#### ABOUT THIS TASK:
Where an entry holds an image, skip the image but reproduce the rest word for word.

--- START ---

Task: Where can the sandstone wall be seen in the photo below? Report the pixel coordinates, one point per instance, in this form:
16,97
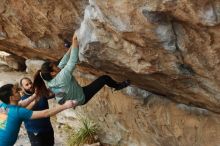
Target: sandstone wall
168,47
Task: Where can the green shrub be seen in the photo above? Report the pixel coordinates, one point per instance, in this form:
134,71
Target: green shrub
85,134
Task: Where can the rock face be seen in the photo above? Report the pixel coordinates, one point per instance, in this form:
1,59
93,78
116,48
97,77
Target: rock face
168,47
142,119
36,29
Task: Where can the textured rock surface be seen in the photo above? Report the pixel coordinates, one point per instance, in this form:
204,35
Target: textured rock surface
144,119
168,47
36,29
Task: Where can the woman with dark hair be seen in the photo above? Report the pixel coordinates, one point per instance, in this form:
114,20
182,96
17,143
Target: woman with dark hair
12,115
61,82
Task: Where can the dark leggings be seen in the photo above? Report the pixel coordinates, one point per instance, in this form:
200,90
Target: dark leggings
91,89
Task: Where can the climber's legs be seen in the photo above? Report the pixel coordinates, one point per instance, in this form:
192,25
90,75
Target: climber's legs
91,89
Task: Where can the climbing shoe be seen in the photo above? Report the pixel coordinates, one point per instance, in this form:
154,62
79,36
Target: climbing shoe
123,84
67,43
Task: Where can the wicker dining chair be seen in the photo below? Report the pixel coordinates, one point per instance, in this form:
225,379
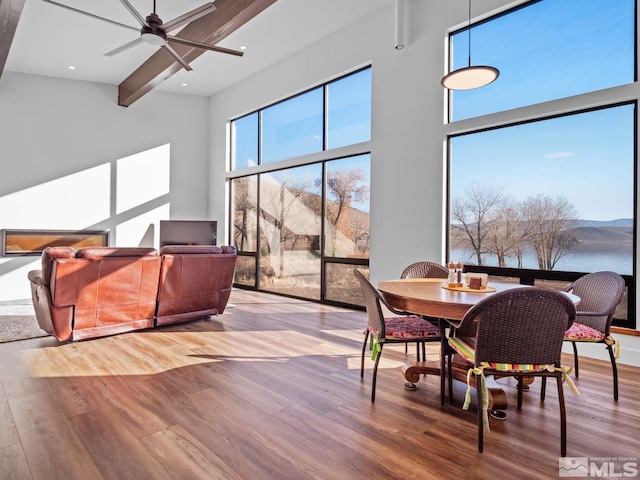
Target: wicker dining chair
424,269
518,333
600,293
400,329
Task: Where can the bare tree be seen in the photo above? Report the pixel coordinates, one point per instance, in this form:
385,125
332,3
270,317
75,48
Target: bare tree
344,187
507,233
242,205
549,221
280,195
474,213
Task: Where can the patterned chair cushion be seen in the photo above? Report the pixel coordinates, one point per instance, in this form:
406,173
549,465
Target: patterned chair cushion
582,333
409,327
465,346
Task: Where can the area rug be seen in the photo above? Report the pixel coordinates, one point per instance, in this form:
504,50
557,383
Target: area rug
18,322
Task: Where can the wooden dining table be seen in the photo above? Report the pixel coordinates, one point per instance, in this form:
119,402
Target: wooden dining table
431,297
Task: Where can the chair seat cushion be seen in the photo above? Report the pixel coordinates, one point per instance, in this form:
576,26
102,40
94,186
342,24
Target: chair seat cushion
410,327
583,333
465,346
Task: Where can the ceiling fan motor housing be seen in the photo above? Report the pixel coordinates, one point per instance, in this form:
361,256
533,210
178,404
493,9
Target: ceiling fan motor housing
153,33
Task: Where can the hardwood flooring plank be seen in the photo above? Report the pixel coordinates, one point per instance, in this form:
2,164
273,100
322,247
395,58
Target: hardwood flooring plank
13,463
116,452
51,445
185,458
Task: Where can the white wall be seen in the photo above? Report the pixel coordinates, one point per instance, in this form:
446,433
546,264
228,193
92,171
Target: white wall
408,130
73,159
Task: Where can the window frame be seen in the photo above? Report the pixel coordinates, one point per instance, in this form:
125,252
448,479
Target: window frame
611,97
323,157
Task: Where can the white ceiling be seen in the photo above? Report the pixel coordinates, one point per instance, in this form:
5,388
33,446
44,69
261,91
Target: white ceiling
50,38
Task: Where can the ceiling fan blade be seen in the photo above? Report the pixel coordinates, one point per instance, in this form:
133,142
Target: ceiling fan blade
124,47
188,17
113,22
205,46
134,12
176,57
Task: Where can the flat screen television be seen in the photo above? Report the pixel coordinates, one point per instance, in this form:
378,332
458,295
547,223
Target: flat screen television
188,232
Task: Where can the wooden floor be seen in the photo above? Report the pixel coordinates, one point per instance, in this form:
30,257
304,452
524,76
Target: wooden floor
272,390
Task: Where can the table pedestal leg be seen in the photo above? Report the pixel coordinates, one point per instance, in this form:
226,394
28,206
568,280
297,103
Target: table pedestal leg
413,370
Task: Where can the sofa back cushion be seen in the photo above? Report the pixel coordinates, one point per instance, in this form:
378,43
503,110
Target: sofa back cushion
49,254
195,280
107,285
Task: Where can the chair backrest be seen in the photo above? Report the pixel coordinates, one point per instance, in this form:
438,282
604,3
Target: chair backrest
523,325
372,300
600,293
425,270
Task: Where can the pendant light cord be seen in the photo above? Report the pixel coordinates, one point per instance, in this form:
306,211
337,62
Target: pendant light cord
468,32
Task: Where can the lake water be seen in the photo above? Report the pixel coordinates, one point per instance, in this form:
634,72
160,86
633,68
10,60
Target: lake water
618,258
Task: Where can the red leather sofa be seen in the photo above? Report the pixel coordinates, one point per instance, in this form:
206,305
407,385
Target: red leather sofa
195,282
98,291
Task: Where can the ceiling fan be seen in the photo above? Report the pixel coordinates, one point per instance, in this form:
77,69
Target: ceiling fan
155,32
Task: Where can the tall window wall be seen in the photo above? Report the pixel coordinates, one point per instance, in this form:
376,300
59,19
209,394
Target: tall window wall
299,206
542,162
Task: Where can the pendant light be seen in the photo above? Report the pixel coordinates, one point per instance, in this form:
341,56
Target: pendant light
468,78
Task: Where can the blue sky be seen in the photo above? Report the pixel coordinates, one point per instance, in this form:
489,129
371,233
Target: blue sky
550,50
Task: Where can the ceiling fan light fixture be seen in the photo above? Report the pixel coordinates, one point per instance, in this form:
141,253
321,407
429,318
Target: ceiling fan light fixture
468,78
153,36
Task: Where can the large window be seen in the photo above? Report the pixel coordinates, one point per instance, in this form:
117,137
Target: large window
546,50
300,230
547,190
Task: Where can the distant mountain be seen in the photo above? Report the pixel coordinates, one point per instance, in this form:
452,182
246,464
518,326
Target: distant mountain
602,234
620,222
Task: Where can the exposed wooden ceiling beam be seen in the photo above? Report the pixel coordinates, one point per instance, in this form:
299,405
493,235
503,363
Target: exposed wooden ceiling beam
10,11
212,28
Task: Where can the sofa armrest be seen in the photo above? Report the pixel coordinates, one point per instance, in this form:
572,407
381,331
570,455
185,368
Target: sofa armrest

--- END ---

#### ANSWER SPACE:
Task: Where can the sandstone wall be seen in the photo below? Report the pixel coordinates, one point per instance, in this form:
16,97
Target: sandstone wall
168,47
Task: Where can the green shrub be seen in the photo above? Report the pixel coordinates, one point per instance, in this form:
134,71
Target: green shrub
85,134
Task: Where can the rock face be seen in the photo above? Report the pixel coordinates, one point per instance, in this form:
1,59
93,78
116,48
97,77
Target: rock face
168,47
142,119
36,29
Task: Where can the textured rock surface be seen in the photo above? Report the pixel coordinates, one point per instance, in this form:
204,35
Target: textured rock surface
144,119
168,47
36,29
Task: Where can the woman with dark hair be seen in the photo above? Report the pixel coordinates, one point per instance, in this form:
114,20
182,96
17,143
Target: woman with dark hair
12,115
61,82
Task: Where can the dark leggings be seen in the photo above? Report the pixel coordinates, one point per instance, in this form:
200,90
Target: dark leggings
91,89
Task: Where can the climber's legs be seen in the photo above? Report the pixel coordinates, one point per instance, in this form:
192,25
90,75
Target: climber's legs
91,89
Task: Where can the climbing shoe be seen in the photo above? Report the pixel coordinates, one point per instance, in this form:
154,62
79,36
Target: climbing shoe
123,84
67,43
Task: Where can the wicker dining chair be seen in the photo below? Report the pixel coordinates, one point per instance, in this form:
225,379
Target: wicker dining chair
424,269
518,333
600,293
400,329
Task: Where can the bare tree be seen in the photo above? Report the pixel coordinates, one point per instance, in this form:
385,125
332,3
270,317
75,48
Target: bare tree
344,187
507,233
242,205
549,221
280,195
474,213
Task: Where can the patterned chair cushion be seen in the photo above? Report the pixel coordinates, one point per instance, in this form:
406,173
549,465
Target: patterned chair cushion
582,333
409,327
465,346
Task: Where can the area rug be seen in the photo above? Report the pixel coordinates, one point per instance, in this form:
504,50
557,383
Target: area rug
18,322
Task: Where can the wooden dining table be seen in the photo above? Report the pixel coordinates, one point per instance, in this form:
119,402
Target: wooden dining table
431,297
Task: Where can the chair seat cushion be seen in the photo above? Report the pixel coordinates, one point per instance, in this form:
576,26
102,40
94,186
342,24
Target: chair seat cushion
410,327
583,333
465,346
Task: Where can the ceiling fan motor housing be seen in the photo above? Report the pixel coordinates, one point per instance, in this form:
361,256
533,210
178,404
493,9
Target: ceiling fan motor housing
153,33
Task: Where can the hardwood flooring plank be seen in the photo above? Report the pixel coordinates, one point per instance, in this form:
2,164
273,100
322,247
395,58
Target: hardwood flooring plank
13,463
116,452
51,445
185,458
Task: Where can the white wall be seen in the photo above? Report the pixel coordinates, one point per instance, in this form:
446,433
546,264
228,193
92,171
Target: white wall
408,130
73,159
Task: Where can the window frame be seen in the photo above? Report the pixel coordinates, one point per instance, in this form:
125,252
448,479
Target: window frame
611,97
323,157
Task: Where can the white ceiling be seen in the photo above? Report the pixel coordinates, one point per instance, in this form:
5,388
33,446
44,69
261,91
Target: white ceiling
50,38
Task: Where can the ceiling fan blade be seen in the photo above? Report the pixel coordinates, one point per instance, in this form:
133,142
Target: ceiling fan blade
124,47
188,17
113,22
205,46
134,12
176,57
Task: Where can the flat screen television be seen in the photo above? Report the pixel coordinates, one point per instance, in this form:
378,332
458,295
547,223
Target: flat screen television
188,232
Task: Where can the wooden floor be seen in the photo above? Report the pixel coordinates, one point per instance, in this form:
30,257
304,452
524,76
Target: wooden floor
272,390
Task: Where can the table pedestal leg be seen in the photo above? Report the pixel coordinates, one point per instance, in this form:
226,394
28,206
568,280
297,103
Target: table pedestal leg
413,370
Task: Where can the sofa back cushion be seen in the photo above? Report the pixel coordinates, one point per instance, in this form:
378,43
503,110
Target: sofa back cushion
49,254
195,280
107,285
Task: Where can the chair backrest be seen in the photo above? Report the pixel coordinates, one point per instance, in this form:
438,282
604,3
Target: chair backrest
523,325
372,300
600,293
425,270
Task: Where can the pendant light cord be seen in the photo above? Report the pixel coordinates, one point per instance, in this form:
306,211
337,62
Target: pendant light cord
468,32
Task: Where can the lake water be seen in the photo above? Report the pixel coordinates, one point per instance, in this form:
634,72
160,86
633,68
10,60
Target: lake water
618,258
Task: Where can the red leather sofa be seen in the photo above? Report the pixel coordinates, one point per instance, in this form:
206,305
407,385
Target: red leather sofa
195,282
98,291
Task: Where can the ceiling fan be seen in the photo above? Report the pixel coordinates, one point per instance, in this form:
77,69
Target: ceiling fan
155,32
Task: Where can the tall window wall be seen in the photo above? Report the pixel coordinates, one point per instance, in this form:
376,300
59,19
209,394
Target: tall window wall
299,206
542,162
Task: Where can the pendant light be seen in the photo above? Report the pixel coordinates, one point per instance, in this form:
341,56
Target: pendant light
468,78
Task: Where can the blue sky be seen in the photo above? Report the pixel coordinates, one point per instance, in this form:
489,129
371,233
Target: blue sky
550,50
Task: Where can the ceiling fan light fixture be seen in the photo above? Report the pixel coordinates, one point per instance, in this form:
141,253
321,407
429,318
Target: ceiling fan light fixture
468,78
153,36
Task: Where can the large window be seen in the photo above? Report the pixel coordinates, one point per instance, in this form:
117,137
Target: large window
546,50
300,230
547,190
Task: Where can the distant mountain be seen in the photo above? Report the pixel coordinates, one point per instance, in this form:
452,182
246,464
518,326
Target: distant mountain
602,234
620,222
Task: Where can the exposed wooden ceiling beam be seen in the photo above? Report the pixel coordinates, one point per instance, in this form:
299,405
493,235
503,363
Target: exposed wooden ceiling beam
10,11
212,28
Task: Where can the sofa armrest be seen in the photo above? Report the pixel coordinates, one point per instance, in this form:
572,407
381,331
570,455
185,368
Target: sofa armrest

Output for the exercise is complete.